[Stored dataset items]

::::

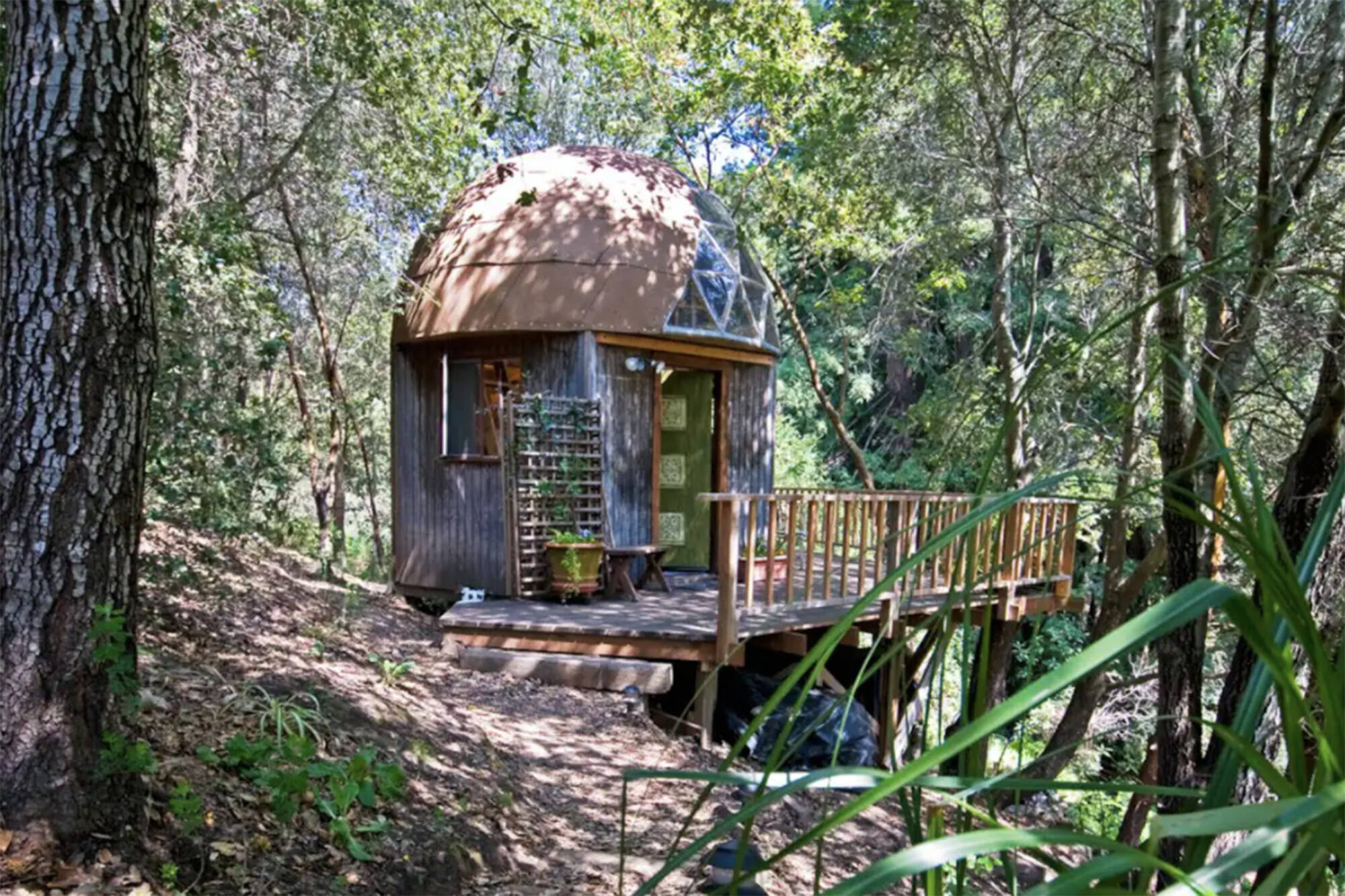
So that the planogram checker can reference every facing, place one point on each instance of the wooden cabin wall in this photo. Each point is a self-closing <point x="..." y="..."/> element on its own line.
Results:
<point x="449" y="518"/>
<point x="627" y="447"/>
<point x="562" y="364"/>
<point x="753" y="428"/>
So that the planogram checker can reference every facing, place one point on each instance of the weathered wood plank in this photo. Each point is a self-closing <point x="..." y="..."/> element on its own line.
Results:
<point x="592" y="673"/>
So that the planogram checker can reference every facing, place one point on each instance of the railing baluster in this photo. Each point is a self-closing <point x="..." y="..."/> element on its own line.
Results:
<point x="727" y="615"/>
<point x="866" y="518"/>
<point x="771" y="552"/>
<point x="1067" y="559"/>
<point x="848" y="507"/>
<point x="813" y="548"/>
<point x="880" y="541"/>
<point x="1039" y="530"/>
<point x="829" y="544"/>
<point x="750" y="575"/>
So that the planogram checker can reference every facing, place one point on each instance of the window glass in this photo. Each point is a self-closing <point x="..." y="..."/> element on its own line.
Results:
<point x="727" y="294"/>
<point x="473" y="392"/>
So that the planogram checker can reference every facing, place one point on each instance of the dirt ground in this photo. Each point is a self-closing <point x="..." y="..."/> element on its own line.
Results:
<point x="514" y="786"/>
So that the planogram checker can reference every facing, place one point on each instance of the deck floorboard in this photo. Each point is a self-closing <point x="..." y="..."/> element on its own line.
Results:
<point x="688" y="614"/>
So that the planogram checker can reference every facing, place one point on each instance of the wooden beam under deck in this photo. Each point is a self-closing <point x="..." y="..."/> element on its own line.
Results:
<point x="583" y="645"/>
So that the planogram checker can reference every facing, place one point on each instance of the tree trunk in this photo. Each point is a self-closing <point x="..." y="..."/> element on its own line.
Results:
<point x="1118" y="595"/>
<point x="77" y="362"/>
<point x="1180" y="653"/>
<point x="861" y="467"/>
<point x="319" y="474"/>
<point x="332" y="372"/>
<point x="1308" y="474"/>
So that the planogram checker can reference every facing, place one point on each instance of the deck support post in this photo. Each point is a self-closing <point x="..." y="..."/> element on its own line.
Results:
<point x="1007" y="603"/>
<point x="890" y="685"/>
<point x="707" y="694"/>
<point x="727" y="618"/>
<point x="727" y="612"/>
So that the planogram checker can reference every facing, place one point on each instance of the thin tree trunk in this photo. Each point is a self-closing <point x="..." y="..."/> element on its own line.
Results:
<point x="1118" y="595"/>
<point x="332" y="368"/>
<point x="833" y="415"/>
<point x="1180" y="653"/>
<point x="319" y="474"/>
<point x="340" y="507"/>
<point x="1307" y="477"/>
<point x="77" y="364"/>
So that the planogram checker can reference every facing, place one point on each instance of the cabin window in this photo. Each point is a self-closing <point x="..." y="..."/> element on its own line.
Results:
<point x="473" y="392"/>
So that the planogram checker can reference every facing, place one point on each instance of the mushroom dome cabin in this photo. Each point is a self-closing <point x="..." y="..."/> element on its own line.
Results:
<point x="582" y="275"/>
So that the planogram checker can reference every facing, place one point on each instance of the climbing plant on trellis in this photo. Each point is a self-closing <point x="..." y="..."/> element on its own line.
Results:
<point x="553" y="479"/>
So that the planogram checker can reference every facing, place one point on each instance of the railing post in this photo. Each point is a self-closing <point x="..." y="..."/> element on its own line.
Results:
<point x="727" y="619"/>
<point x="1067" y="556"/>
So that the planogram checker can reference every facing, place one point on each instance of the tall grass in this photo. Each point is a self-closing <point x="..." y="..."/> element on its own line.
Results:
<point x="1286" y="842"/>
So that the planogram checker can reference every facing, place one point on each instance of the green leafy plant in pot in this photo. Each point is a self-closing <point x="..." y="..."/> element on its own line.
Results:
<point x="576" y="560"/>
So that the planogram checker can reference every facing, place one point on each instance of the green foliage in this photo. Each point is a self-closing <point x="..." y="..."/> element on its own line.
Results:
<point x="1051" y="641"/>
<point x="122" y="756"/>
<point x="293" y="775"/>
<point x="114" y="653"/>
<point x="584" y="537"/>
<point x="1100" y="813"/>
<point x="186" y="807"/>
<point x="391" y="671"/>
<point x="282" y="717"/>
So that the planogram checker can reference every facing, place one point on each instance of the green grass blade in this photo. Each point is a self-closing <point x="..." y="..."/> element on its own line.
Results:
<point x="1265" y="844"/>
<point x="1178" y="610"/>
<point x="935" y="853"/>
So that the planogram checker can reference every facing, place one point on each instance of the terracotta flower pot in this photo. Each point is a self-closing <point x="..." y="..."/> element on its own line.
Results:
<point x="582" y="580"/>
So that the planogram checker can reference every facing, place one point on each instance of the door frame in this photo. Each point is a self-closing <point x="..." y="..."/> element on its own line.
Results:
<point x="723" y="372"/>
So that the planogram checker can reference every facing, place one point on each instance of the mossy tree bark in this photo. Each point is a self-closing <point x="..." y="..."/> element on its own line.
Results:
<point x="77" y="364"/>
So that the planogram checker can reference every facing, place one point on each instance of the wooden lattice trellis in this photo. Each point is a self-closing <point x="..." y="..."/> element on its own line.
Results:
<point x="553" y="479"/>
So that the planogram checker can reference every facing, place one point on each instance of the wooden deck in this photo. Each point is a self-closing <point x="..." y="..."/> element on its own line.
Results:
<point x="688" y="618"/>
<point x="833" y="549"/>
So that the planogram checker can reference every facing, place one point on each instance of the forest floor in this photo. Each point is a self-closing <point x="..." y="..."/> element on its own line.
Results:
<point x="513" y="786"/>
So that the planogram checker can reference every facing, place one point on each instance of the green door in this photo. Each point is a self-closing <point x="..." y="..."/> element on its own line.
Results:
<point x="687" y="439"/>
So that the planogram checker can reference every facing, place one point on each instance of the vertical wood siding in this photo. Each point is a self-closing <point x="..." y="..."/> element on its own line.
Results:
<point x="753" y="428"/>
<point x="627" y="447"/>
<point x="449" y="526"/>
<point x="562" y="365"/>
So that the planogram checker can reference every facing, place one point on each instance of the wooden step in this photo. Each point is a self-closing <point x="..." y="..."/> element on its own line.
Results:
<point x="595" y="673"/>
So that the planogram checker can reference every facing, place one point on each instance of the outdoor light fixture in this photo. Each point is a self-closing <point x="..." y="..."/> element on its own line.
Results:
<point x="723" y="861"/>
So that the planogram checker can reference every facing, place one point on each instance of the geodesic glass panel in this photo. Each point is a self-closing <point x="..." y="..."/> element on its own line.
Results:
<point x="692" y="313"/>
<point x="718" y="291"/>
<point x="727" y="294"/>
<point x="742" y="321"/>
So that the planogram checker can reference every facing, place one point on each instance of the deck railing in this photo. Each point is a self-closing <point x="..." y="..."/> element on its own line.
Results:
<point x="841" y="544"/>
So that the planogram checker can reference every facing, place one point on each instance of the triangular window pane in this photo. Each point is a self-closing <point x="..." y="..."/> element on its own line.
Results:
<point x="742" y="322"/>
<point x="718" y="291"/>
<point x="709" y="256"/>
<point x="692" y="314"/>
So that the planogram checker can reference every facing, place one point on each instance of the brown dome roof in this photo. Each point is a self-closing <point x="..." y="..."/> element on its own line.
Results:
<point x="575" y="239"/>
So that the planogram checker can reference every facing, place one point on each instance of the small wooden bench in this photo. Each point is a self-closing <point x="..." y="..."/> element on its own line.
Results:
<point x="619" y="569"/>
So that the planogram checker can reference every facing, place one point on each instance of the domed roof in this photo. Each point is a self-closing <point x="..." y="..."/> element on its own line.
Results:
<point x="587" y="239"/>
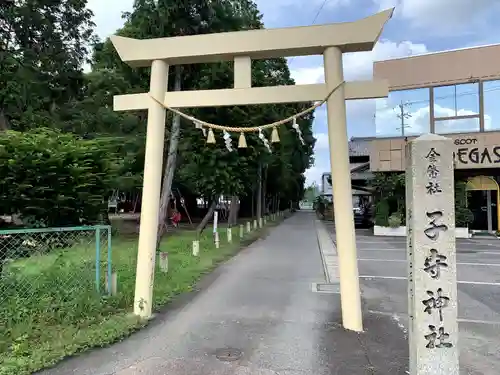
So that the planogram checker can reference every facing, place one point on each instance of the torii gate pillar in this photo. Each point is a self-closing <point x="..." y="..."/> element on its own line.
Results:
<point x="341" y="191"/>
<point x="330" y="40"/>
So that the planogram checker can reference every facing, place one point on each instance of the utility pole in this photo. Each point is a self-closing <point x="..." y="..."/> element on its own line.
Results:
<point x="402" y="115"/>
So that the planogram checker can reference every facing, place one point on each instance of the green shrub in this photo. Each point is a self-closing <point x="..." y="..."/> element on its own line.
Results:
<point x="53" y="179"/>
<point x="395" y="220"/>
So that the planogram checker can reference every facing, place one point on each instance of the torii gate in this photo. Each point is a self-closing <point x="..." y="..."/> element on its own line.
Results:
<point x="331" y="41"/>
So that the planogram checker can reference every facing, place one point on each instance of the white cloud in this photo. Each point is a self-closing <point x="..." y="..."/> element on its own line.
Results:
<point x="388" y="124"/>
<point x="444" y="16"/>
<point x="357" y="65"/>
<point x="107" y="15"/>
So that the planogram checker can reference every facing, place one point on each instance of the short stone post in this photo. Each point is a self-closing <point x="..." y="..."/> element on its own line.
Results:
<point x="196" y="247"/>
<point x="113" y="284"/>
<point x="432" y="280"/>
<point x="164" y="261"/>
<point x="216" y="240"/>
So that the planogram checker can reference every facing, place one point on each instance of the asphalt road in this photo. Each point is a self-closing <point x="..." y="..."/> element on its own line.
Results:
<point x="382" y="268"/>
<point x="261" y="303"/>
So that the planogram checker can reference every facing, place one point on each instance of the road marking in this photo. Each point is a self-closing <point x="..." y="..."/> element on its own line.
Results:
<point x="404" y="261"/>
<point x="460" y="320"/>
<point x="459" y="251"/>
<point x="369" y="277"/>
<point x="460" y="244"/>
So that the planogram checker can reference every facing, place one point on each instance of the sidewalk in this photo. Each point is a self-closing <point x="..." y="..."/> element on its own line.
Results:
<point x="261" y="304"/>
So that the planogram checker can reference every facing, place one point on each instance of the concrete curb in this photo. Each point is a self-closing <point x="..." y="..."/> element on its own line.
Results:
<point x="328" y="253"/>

::::

Extract exactly the lines between the line containing "of the short" and the end of the data, including both.

## OUTPUT FOR THIS TASK
So that the planogram checker can reference every facing, place one point on each instance of the short stone post in this photo. Each point is a self-closing <point x="..." y="..."/> element on its own line.
Results:
<point x="196" y="247"/>
<point x="113" y="284"/>
<point x="432" y="280"/>
<point x="164" y="261"/>
<point x="216" y="240"/>
So that the planogram checker can reference every facing, place one point on each instance of the asphalt road in this photo. Each point is a self-closing <point x="..." y="..."/> element on its own line.
Results:
<point x="382" y="268"/>
<point x="261" y="303"/>
So that the planogram checker can reference every facing, place one point on each instance of the road marking in this photo. Each point is a self-closing <point x="..." y="..."/> element on its own line.
Results:
<point x="404" y="261"/>
<point x="460" y="320"/>
<point x="459" y="251"/>
<point x="369" y="277"/>
<point x="460" y="244"/>
So that the planogram checker can reference every facing, place one point on each instance of the sidewalk in this photo. Each point is a self-closing <point x="..." y="..."/> element on its own line.
Results:
<point x="261" y="304"/>
So that the planogram checker can reference every facing, place one point on each instance of the concrete curb in this photo. Each point is a self-closing <point x="..." y="..."/> element on its own line.
Results:
<point x="328" y="253"/>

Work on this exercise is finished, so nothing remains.